┏━━

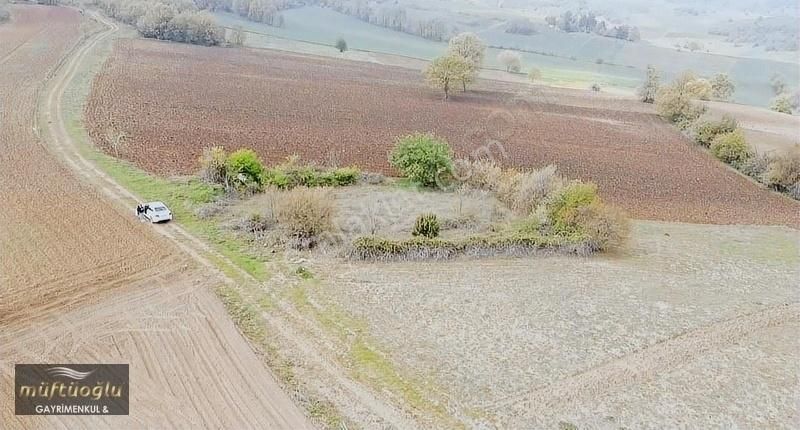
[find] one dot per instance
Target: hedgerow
(373, 248)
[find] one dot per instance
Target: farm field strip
(340, 112)
(106, 289)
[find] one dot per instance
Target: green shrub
(292, 174)
(604, 227)
(213, 167)
(562, 208)
(731, 147)
(706, 131)
(783, 171)
(423, 158)
(307, 213)
(756, 166)
(577, 213)
(342, 176)
(675, 104)
(244, 168)
(782, 103)
(427, 225)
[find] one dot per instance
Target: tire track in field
(649, 362)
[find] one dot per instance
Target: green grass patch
(367, 363)
(244, 315)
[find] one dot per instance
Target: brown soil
(180, 99)
(81, 281)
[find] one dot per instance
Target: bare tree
(511, 60)
(446, 70)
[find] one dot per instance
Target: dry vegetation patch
(338, 112)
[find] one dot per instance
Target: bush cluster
(706, 131)
(292, 174)
(550, 205)
(731, 148)
(576, 212)
(426, 225)
(423, 158)
(243, 171)
(521, 191)
(176, 20)
(372, 248)
(306, 213)
(783, 173)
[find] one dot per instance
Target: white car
(156, 212)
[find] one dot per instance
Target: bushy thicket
(392, 16)
(706, 131)
(175, 20)
(306, 213)
(783, 172)
(676, 102)
(426, 225)
(373, 248)
(244, 171)
(731, 148)
(549, 204)
(423, 158)
(293, 173)
(576, 212)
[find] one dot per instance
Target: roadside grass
(367, 363)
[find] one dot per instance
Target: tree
(446, 70)
(237, 37)
(423, 158)
(778, 84)
(722, 87)
(511, 60)
(534, 74)
(649, 89)
(341, 44)
(699, 89)
(674, 102)
(471, 48)
(782, 104)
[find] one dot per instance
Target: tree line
(175, 20)
(589, 22)
(393, 17)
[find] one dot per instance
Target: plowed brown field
(82, 281)
(174, 100)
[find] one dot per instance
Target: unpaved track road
(106, 289)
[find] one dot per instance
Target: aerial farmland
(365, 239)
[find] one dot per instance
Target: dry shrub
(783, 171)
(756, 166)
(480, 174)
(731, 148)
(533, 187)
(520, 191)
(605, 227)
(213, 167)
(577, 212)
(307, 213)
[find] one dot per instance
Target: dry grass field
(82, 281)
(181, 99)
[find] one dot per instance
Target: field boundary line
(647, 363)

┗━━

- _Given instruction_:
Make an exact copy of the data above, pictures excluded.

- _Problem solution_:
[find] one dot per instance
Target: hedgerow
(373, 248)
[find] one dot per instance
Target: farm field strip
(340, 112)
(106, 289)
[find] one dot per instance
Target: green shrub
(292, 174)
(604, 227)
(213, 167)
(562, 208)
(731, 147)
(706, 131)
(783, 171)
(423, 158)
(307, 213)
(756, 166)
(577, 213)
(342, 176)
(675, 104)
(244, 168)
(782, 103)
(427, 225)
[find] one dot per instance
Target: tire track in field
(649, 362)
[find] one dot per instance
Target: green grass patch
(367, 363)
(244, 315)
[find] one dot per instance
Target: brown soil
(180, 99)
(81, 281)
[find] one dot per instance
Target: bare tree
(511, 60)
(446, 70)
[find] one dot per instance
Target: dry vegetation patch
(338, 112)
[find] one dot per instance
Target: bush cluster
(706, 131)
(292, 174)
(550, 205)
(731, 148)
(576, 212)
(426, 225)
(423, 158)
(243, 171)
(521, 191)
(176, 20)
(372, 248)
(306, 213)
(783, 173)
[find] one dot per instance
Target: white car
(156, 212)
[find] one dot per instance
Target: bushy thicket
(392, 16)
(706, 131)
(175, 20)
(306, 213)
(783, 172)
(676, 102)
(426, 225)
(373, 248)
(244, 171)
(731, 148)
(549, 204)
(423, 158)
(293, 173)
(576, 212)
[find] one dot per instance
Target: roadside grass
(367, 363)
[find] one dot per instance
Target: tree
(446, 70)
(237, 37)
(423, 158)
(778, 84)
(722, 87)
(511, 60)
(534, 74)
(649, 89)
(341, 44)
(699, 89)
(674, 102)
(471, 48)
(782, 104)
[find] one dot per instance
Target: tree line
(175, 20)
(589, 22)
(393, 17)
[find] one dot per instance
Target: plowed brown field
(82, 281)
(174, 100)
[find] one dot per instance
Target: unpaved track road
(106, 289)
[find] one dot per instance
Target: aerial farmland
(365, 239)
[find] one dot per instance
Target: dry shrub
(783, 171)
(756, 166)
(480, 174)
(731, 148)
(533, 187)
(520, 191)
(605, 227)
(213, 167)
(577, 212)
(307, 213)
[find] one dot per instance
Target: dry grass field
(82, 281)
(181, 99)
[find] one dot per instance
Target: field boundary line
(647, 363)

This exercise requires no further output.